• **Requirement**:
Treat the line containing "of the fence" as the first line and the final line of the material below as the last; reproduce that range exactly.

• **Provided entries**:
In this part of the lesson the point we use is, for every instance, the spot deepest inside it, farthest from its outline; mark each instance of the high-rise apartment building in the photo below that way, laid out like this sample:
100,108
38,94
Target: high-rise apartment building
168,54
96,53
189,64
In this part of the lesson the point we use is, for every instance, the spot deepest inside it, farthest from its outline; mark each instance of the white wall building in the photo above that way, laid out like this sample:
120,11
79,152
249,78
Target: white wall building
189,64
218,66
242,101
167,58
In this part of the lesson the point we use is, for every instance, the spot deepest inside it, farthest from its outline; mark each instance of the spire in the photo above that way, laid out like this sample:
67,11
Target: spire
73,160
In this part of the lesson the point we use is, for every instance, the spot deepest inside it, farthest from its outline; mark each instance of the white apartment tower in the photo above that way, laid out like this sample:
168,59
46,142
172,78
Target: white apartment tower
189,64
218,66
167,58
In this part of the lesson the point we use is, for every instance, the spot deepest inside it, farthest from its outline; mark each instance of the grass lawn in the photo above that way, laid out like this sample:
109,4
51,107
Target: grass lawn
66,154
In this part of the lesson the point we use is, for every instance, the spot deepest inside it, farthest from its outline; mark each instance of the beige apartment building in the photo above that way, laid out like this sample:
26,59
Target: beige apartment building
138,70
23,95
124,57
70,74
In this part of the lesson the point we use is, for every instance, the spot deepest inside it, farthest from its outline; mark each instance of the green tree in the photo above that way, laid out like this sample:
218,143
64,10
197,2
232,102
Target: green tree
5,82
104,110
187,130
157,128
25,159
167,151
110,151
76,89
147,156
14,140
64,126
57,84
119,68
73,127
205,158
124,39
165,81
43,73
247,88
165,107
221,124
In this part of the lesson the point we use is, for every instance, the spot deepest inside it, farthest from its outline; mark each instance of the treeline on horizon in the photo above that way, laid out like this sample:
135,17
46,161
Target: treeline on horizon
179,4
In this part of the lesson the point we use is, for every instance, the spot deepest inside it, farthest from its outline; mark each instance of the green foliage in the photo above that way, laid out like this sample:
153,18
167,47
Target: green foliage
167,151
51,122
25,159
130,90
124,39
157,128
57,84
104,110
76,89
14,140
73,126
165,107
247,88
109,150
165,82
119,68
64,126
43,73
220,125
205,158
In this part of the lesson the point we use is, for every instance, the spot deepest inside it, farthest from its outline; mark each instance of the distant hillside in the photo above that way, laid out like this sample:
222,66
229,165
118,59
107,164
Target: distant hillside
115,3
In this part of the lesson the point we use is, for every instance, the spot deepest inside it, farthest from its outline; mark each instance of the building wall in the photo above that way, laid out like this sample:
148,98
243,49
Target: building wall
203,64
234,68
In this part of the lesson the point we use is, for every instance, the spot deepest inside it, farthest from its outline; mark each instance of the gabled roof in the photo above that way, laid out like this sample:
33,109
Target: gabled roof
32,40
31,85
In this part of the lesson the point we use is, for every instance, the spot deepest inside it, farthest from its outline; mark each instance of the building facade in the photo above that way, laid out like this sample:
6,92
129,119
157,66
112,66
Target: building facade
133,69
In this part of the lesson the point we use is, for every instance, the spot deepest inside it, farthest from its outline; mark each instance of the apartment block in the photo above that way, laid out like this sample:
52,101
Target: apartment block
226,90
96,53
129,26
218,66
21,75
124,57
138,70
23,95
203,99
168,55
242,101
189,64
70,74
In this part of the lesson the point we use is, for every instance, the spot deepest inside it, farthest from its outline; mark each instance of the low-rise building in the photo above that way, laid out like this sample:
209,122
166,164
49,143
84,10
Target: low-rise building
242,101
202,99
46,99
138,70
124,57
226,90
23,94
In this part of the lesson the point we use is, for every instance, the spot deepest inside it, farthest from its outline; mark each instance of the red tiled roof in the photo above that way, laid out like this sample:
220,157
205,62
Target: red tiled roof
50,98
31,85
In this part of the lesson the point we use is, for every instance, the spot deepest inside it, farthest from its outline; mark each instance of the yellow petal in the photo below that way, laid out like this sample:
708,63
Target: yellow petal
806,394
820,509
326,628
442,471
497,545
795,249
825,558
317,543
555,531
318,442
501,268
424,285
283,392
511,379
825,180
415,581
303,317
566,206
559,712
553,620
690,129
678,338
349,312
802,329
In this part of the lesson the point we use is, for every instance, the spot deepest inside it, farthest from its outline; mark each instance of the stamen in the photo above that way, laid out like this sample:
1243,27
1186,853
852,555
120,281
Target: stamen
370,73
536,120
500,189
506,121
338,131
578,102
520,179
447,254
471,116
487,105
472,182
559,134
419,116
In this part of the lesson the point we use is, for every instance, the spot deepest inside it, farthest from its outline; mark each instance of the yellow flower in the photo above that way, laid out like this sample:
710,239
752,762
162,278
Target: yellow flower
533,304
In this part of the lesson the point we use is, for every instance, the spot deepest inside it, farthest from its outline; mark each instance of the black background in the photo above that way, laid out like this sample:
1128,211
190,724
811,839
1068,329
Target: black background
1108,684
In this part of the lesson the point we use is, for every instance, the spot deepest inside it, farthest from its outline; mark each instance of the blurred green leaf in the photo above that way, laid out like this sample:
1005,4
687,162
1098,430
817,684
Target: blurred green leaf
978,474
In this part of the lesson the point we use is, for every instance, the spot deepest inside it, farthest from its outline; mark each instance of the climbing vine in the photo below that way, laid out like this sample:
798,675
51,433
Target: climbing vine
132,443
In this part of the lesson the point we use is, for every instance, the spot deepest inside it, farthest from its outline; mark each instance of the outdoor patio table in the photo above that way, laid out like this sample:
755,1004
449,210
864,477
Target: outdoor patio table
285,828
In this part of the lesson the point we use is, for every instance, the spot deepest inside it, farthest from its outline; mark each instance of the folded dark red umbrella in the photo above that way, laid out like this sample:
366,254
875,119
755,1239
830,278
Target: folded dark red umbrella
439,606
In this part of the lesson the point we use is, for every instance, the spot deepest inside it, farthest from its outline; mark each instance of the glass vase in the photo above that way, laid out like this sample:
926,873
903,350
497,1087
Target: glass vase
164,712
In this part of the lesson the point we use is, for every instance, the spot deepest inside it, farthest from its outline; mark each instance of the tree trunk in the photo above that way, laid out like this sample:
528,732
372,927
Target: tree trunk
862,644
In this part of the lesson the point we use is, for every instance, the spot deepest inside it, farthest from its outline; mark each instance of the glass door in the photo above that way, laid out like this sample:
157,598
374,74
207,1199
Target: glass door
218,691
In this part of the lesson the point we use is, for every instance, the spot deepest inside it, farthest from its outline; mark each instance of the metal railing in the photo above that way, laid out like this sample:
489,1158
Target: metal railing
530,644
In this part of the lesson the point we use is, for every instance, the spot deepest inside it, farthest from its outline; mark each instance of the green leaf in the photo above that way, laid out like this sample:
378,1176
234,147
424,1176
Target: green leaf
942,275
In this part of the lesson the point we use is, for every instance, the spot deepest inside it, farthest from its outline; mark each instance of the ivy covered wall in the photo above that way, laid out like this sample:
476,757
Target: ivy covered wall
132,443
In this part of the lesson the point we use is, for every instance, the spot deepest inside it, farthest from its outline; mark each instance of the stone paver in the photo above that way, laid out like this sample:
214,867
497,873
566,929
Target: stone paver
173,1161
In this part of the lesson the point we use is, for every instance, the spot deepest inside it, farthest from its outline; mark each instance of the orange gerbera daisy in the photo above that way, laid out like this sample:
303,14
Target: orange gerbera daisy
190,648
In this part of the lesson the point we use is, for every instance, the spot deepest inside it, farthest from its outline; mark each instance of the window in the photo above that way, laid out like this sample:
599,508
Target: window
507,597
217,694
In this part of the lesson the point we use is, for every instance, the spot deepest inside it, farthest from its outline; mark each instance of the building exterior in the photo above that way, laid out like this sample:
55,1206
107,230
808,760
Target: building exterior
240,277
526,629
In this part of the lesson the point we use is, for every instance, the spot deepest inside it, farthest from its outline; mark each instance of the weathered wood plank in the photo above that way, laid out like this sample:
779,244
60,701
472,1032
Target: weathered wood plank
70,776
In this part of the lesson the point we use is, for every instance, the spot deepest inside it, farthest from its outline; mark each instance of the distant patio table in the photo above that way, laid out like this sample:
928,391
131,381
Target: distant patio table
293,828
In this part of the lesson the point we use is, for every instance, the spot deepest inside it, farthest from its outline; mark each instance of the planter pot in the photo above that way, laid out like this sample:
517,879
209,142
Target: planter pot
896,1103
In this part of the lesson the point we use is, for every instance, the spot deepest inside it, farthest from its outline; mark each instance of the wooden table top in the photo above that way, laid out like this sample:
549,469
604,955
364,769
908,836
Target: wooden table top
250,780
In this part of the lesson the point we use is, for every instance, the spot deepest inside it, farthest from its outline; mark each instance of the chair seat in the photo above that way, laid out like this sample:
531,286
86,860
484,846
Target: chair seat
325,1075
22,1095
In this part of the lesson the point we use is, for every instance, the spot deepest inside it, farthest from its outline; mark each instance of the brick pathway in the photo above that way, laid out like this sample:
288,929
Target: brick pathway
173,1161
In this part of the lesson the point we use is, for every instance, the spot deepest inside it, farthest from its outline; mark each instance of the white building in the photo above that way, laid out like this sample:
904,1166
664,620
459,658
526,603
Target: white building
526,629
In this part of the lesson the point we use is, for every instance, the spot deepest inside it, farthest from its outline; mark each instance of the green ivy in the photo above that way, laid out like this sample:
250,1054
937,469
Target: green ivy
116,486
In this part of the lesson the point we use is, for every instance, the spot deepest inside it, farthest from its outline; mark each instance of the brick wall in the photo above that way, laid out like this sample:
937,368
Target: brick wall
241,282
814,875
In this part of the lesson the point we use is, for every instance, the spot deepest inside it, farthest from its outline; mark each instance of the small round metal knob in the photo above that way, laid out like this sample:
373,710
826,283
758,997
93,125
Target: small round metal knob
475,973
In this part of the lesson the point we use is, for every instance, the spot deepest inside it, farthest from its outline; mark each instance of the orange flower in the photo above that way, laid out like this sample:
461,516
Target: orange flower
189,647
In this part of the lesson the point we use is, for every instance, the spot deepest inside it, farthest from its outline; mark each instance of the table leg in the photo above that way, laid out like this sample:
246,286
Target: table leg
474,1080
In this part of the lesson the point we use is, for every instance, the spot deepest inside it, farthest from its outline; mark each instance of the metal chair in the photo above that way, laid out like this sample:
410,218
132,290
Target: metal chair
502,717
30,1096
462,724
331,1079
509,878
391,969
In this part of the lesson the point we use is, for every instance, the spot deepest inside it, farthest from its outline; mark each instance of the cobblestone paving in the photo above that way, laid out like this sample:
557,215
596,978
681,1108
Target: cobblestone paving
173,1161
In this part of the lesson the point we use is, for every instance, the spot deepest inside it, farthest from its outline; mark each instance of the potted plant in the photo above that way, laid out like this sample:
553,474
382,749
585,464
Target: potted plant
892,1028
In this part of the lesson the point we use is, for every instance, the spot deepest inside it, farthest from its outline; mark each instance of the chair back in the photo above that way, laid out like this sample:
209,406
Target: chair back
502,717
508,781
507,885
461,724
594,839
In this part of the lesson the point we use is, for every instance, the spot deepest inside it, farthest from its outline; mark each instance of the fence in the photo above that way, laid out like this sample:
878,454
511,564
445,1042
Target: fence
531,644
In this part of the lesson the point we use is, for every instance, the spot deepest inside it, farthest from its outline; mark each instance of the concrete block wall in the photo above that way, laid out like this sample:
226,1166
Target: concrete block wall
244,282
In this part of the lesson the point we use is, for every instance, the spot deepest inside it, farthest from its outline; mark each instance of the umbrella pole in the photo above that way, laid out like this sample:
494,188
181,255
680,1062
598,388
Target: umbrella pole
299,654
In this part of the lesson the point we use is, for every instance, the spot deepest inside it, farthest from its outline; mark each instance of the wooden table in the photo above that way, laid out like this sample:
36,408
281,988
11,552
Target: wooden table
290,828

• **Problem solution**:
In this part of the lesson the point we use is, for every instance, the spot deepest inside it, farthest from its outline; mark each instance of the fence in the photo above that way, laid out like this sample:
878,454
511,564
445,1042
Target: fence
531,644
In this part of the lesson the point we use is, for every instance, the spot deepest inside it, farthest from its outline; mark each instance of the concrete block wall in the photo above that way, laid out like this sample:
226,1166
Target: concrete block wall
244,282
In this part of the lesson the point we use is, for every instance, the spot deepest inside it, farthest from its outline; mark each instance of the umbrella pole in the photo above that way, laid out like this sample:
494,188
181,255
680,1062
598,388
Target: umbrella pole
299,654
In this part of the lesson the point we use is, for every instance, the spot deepest inside it, farthest from its outline; mark each instance of the wooden table in the photo above that way, laid out like this sample:
36,408
281,988
11,552
Target: wooden table
290,828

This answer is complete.